___ Raw data
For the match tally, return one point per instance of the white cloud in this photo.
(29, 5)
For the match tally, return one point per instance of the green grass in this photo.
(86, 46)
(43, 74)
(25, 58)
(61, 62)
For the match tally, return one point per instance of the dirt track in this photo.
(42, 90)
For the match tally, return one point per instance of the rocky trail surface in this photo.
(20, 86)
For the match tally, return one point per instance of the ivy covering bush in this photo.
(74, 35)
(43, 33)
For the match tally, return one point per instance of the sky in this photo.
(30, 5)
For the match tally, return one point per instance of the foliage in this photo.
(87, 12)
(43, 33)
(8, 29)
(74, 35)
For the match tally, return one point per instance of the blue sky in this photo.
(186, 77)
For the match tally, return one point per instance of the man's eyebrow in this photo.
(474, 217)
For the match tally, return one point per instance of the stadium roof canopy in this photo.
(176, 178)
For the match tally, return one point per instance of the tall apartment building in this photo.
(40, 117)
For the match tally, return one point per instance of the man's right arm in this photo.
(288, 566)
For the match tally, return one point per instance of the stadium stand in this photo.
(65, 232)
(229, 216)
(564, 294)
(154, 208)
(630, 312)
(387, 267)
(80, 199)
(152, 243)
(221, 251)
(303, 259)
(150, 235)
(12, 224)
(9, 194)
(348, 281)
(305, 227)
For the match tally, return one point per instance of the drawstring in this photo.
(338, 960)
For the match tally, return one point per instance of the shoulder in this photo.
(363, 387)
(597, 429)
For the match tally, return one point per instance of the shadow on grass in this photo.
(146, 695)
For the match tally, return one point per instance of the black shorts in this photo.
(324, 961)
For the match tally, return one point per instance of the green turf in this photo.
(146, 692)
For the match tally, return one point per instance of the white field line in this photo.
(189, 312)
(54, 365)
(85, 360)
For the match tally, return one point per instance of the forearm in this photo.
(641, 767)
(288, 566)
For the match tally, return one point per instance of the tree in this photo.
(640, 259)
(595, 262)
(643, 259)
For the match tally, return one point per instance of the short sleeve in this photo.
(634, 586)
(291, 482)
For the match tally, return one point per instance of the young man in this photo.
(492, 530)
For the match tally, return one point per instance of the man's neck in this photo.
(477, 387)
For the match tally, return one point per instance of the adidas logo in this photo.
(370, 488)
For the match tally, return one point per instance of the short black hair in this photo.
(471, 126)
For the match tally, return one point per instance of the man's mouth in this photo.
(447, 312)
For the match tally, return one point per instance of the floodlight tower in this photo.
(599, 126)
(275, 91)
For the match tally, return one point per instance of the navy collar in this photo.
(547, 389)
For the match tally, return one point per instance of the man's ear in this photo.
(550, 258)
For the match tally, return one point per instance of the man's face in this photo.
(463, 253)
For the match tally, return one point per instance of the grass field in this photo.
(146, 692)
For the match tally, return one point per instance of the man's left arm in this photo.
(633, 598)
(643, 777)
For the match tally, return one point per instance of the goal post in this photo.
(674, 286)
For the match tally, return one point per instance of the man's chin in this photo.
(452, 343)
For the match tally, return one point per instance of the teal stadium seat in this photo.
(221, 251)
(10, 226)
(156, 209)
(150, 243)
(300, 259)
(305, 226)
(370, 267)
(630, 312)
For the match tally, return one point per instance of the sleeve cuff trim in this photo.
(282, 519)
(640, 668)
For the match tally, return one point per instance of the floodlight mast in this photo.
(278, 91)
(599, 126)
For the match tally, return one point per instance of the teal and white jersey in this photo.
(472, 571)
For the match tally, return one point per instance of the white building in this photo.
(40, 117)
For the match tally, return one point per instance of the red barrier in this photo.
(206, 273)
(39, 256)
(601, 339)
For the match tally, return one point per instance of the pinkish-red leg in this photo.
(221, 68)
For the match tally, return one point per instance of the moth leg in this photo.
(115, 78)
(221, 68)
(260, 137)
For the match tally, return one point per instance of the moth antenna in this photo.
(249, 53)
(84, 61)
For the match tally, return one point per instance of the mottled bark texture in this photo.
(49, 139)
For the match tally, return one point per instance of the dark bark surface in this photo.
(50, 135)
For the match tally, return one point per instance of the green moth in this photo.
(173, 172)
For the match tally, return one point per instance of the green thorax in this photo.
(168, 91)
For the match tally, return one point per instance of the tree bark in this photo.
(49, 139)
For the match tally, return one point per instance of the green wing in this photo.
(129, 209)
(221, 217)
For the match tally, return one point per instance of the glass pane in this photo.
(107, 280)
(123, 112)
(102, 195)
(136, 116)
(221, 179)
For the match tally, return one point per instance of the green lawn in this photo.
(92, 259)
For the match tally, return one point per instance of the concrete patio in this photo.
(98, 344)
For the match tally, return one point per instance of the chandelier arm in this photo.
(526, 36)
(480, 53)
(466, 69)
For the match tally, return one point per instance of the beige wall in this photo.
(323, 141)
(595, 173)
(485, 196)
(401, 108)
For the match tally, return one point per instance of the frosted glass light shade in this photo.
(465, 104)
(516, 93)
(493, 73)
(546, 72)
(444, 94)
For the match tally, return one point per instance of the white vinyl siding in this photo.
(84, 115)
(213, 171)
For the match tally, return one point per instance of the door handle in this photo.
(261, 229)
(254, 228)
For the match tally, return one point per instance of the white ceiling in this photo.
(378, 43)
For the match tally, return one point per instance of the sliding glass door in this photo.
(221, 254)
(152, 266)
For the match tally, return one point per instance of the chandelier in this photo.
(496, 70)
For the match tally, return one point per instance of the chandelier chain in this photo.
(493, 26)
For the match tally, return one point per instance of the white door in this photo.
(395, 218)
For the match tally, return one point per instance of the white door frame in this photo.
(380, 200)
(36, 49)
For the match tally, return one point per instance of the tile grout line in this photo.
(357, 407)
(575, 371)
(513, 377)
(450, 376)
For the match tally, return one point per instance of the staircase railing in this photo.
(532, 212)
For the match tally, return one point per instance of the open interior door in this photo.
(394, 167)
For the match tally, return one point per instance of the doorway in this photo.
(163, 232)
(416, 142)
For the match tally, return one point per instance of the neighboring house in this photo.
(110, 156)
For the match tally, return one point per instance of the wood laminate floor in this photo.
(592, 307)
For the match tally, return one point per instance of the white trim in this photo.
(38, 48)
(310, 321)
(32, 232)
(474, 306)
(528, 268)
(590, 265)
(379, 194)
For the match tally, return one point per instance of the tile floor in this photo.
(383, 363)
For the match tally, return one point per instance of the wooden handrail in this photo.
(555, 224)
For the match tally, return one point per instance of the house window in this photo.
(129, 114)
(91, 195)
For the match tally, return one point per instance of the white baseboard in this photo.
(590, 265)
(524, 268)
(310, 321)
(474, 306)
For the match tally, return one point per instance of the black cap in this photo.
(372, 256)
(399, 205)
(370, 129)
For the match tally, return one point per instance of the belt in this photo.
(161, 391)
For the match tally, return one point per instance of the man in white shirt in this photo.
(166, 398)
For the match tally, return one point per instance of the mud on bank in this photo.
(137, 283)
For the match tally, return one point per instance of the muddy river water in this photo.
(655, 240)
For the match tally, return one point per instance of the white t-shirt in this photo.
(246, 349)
______
*The problem*: Return all the data above once more, precisely as given.

*Output*:
For the match tally, return one point per instance of the white cloud in this photo.
(29, 5)
For the match tally, return one point per instance of the green grass in this photo.
(86, 46)
(43, 74)
(25, 58)
(61, 62)
For the match tally, return one point per instance of the dirt track in this photo.
(42, 90)
For the match tally, return one point per instance of the rocky trail surface in this photo.
(20, 86)
For the match tally, return one point per instance of the ivy covering bush in this photo.
(74, 35)
(43, 33)
For the match tally, return one point per instance of the sky in this photo.
(30, 5)
For the match tally, return one point per instance of the foliage in this photo.
(87, 12)
(43, 33)
(8, 29)
(74, 35)
For the match tally, return one point per instance of the blue sky in this photo.
(186, 77)
For the match tally, return one point per instance of the man's eyebrow in this photo.
(474, 217)
For the match tally, return one point per instance of the stadium roof canopy in this photo.
(176, 178)
For the match tally, return one point per instance of the tall apartment building in this photo.
(40, 117)
For the match tally, return one point per instance of the man's right arm in this photo.
(288, 566)
For the match tally, return one point per instance of the stadium stand in this photo.
(65, 232)
(229, 216)
(564, 294)
(154, 208)
(630, 312)
(387, 267)
(80, 199)
(152, 243)
(221, 251)
(303, 259)
(150, 235)
(12, 224)
(9, 194)
(348, 281)
(305, 227)
For the match tally, return one point per instance of the drawstring in this photo.
(338, 960)
For the match tally, return one point per instance of the shoulder in this photo.
(363, 387)
(597, 429)
For the match tally, return one point per instance of the shadow on grass in this photo.
(146, 695)
For the match tally, return one point per instance of the black shorts in this photo.
(324, 961)
For the match tally, return one point per instance of the green turf in this photo.
(146, 692)
For the match tally, return one point per instance of the white field line in this photo.
(189, 312)
(54, 365)
(85, 360)
For the match tally, return one point per instance of the forearm in this photo.
(641, 767)
(288, 566)
For the match tally, return one point per instance of the tree in this photo.
(640, 259)
(595, 262)
(643, 259)
For the match tally, return one point per instance of the short sleeve in this photo.
(634, 586)
(291, 482)
For the match tally, return one point per instance of the young man in this photo.
(492, 530)
For the match tally, return one point per instance of the man's neck in this photo.
(477, 387)
For the match tally, return one point per instance of the adidas logo in this photo.
(370, 488)
For the match tally, return one point per instance of the short black hair in this photo.
(471, 126)
For the match tally, return one point per instance of the man's mouth in this photo.
(447, 312)
For the match tally, return one point per instance of the floodlight tower in this photo.
(599, 126)
(275, 91)
For the match tally, return one point per instance of the navy collar in this photo.
(547, 389)
For the match tally, return one point per instance of the man's ear in this photo.
(550, 258)
For the match tally, return one point per instance of the man's face in this photo.
(463, 253)
For the match tally, return one point per instance of the grass field in this photo.
(146, 692)
For the match tally, return one point per instance of the man's left arm in this photo.
(633, 598)
(643, 777)
For the match tally, return one point per instance of the goal post in this photo.
(674, 286)
For the match tally, return one point per instance of the man's chin in this photo.
(452, 343)
For the match tally, return one point per instance of the teal stadium seat in this photo.
(221, 251)
(10, 226)
(156, 209)
(150, 243)
(300, 259)
(305, 226)
(370, 267)
(630, 312)
For the match tally, return one point per instance of the sleeve cuff trim in this photo.
(282, 519)
(640, 668)
For the match tally, return one point per instance of the floodlight mast in this photo.
(278, 91)
(599, 126)
For the match tally, return one point per instance of the teal and white jersey in this photo.
(472, 571)
For the match tally, return one point per instance of the white building in this photo.
(40, 117)
For the match tally, return one point per instance of the red barrier in this photo.
(206, 273)
(39, 256)
(601, 339)
For the match tally, return one point per instance of the pinkish-red leg in this photo.
(221, 68)
For the match tally, return one point per instance of the moth leg in this photo.
(115, 78)
(221, 68)
(260, 137)
For the match tally, return one point per instance of the moth antenna in this photo.
(249, 53)
(84, 61)
For the match tally, return one point per instance of the mottled bark texture in this photo.
(49, 139)
For the match tally, return one point per instance of the dark bark surface in this photo.
(50, 135)
For the match tally, return one point per instance of the green moth in this photo.
(173, 172)
For the match tally, return one point per instance of the green thorax in this photo.
(168, 91)
For the match tally, return one point per instance of the tree bark in this photo.
(49, 139)
For the match tally, return one point per instance of the green wing in this photo.
(129, 209)
(221, 217)
For the match tally, return one point per instance of the glass pane in this photo.
(107, 280)
(123, 112)
(102, 195)
(136, 116)
(221, 179)
For the match tally, return one point per instance of the green lawn in this photo.
(92, 259)
For the match tally, return one point per instance of the concrete patio in this photo.
(98, 344)
For the match tally, return one point per instance of the chandelier arm in this photo.
(526, 36)
(480, 53)
(466, 69)
For the match tally, return one point per instance of the beige wall in this photo.
(323, 141)
(595, 173)
(485, 196)
(401, 108)
For the match tally, return one point per instance of the frosted glass light shade in this photo.
(465, 104)
(516, 93)
(493, 73)
(546, 72)
(444, 94)
For the match tally, return one point per instance of the white vinyl siding in this photo.
(84, 115)
(213, 171)
For the match tally, return one point per instance of the door handle in this photo.
(261, 229)
(254, 228)
For the match tally, return one point per instance of the white ceiling in this photo.
(378, 43)
For the match tally, return one point per instance of the sliding glass door in this photo.
(221, 254)
(152, 266)
For the match tally, return one point per instance of the chandelier in this photo.
(496, 70)
For the match tally, return one point per instance of the chandelier chain in this photo.
(493, 26)
For the match tally, return one point per instance of the white door in this photo.
(395, 218)
For the match tally, return one point per instance of the white door frame in this photo.
(380, 200)
(36, 49)
For the match tally, return one point per instance of the tile grout line in this photo.
(357, 407)
(575, 371)
(513, 377)
(450, 376)
For the match tally, return one point per instance of the staircase railing in this photo.
(532, 212)
For the match tally, return one point per instance of the open interior door in this photo.
(394, 167)
For the match tally, return one point per instance of the doorway in this photo.
(163, 232)
(416, 142)
For the match tally, return one point per instance of the neighboring house in this photo.
(110, 156)
For the match tally, return one point per instance of the wood laminate floor in this photo.
(592, 307)
For the match tally, return one point per instance of the white trim in this photo.
(38, 48)
(310, 321)
(32, 232)
(474, 306)
(528, 268)
(590, 265)
(379, 194)
For the match tally, return one point per instance of the tile floor in this photo.
(383, 363)
For the match tally, return one point per instance of the wooden handrail in this photo.
(555, 224)
For the match tally, return one point per instance of the house window in this photo.
(129, 114)
(91, 195)
For the match tally, return one point per instance of the white baseboard in this photo.
(590, 265)
(524, 268)
(310, 321)
(474, 306)
For the match tally, return one point per instance of the black cap in this photo.
(372, 256)
(399, 205)
(370, 129)
For the match tally, return one point per instance of the belt in this photo.
(161, 391)
For the match tally, return one point per instance of the man in white shirt in this photo.
(166, 398)
For the match tally, return one point per instance of the mud on bank in this photo.
(137, 283)
For the match tally, return one point per instance of the muddy river water in this photo.
(655, 240)
For the match tally, return one point per instance of the white t-shirt in this photo.
(246, 349)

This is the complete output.